** Exercise requirements **
Below are entries. Copy exactly the lines running from the line that holds "Batch labeling job — target class: stone" to the line that holds "Batch labeling job — target class: white head", with both ends included.

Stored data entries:
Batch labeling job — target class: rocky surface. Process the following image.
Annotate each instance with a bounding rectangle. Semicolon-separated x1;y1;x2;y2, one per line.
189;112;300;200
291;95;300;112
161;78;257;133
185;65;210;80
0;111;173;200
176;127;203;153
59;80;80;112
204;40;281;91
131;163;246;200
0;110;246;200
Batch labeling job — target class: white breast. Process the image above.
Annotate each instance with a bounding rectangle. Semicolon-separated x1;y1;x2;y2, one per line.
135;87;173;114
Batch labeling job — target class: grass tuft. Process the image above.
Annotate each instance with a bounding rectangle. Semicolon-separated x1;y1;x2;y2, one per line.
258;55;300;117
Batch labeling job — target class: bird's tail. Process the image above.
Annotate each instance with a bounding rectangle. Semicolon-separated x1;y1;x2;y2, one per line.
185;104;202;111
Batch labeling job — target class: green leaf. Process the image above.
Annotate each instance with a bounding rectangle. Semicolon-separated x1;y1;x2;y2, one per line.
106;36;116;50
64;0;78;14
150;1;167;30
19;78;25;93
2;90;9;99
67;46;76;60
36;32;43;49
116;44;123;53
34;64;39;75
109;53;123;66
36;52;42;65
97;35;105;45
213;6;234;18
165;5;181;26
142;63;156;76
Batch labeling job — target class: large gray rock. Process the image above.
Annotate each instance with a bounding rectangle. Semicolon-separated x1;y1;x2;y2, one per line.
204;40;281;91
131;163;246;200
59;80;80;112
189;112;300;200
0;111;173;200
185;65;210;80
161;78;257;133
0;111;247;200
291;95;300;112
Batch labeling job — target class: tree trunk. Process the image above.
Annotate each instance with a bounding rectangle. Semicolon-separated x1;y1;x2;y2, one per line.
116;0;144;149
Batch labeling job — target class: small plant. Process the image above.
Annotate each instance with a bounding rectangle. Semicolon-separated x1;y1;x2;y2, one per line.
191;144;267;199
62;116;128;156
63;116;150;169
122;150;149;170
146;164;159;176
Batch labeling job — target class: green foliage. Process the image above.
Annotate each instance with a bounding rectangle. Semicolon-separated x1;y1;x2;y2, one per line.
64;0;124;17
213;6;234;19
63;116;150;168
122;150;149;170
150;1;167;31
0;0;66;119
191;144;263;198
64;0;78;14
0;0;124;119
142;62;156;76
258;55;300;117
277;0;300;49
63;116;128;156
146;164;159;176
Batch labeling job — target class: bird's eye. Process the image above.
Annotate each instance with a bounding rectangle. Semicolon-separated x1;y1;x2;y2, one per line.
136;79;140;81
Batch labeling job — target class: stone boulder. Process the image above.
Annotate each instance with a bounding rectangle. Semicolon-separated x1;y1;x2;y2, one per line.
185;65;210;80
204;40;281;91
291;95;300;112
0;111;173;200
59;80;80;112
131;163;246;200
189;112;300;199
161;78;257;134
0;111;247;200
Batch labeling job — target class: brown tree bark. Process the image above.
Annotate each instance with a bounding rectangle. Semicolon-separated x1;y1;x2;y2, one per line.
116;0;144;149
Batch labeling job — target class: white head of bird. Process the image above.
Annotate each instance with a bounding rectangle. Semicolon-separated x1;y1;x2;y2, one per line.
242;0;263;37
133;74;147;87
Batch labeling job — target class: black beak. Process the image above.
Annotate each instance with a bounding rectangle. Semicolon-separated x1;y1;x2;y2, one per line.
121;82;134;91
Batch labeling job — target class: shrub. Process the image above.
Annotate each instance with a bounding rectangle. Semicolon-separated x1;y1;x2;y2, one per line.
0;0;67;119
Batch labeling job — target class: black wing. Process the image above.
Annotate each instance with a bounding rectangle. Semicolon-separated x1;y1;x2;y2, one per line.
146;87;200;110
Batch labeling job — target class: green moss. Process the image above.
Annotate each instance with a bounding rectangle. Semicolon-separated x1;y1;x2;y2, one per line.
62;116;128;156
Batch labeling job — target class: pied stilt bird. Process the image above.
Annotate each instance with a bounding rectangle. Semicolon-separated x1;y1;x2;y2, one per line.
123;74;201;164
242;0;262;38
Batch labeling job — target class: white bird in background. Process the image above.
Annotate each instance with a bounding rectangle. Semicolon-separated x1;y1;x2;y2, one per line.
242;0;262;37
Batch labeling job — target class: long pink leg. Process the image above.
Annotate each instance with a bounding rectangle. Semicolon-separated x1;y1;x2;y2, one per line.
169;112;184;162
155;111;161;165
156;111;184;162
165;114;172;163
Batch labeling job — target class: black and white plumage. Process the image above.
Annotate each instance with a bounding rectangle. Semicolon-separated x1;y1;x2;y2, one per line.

** Your solution **
Batch labeling job — target class: stone boulder. Process the image above.
Annotate each instance with a bounding rectangle. Semicolon-separated x1;y1;x2;y2, one per line.
185;65;210;80
204;40;281;91
291;95;300;112
0;111;173;200
59;80;80;112
131;163;246;200
189;112;300;199
161;78;257;134
0;111;247;200
Batch labeling job — target class: brown tree bark. Process the image above.
Annotate each instance with a bounding rectangle. Semicolon-separated x1;y1;x2;y2, one per line.
116;0;144;149
Batch labeling job — target class: white head of bird. Process the image above.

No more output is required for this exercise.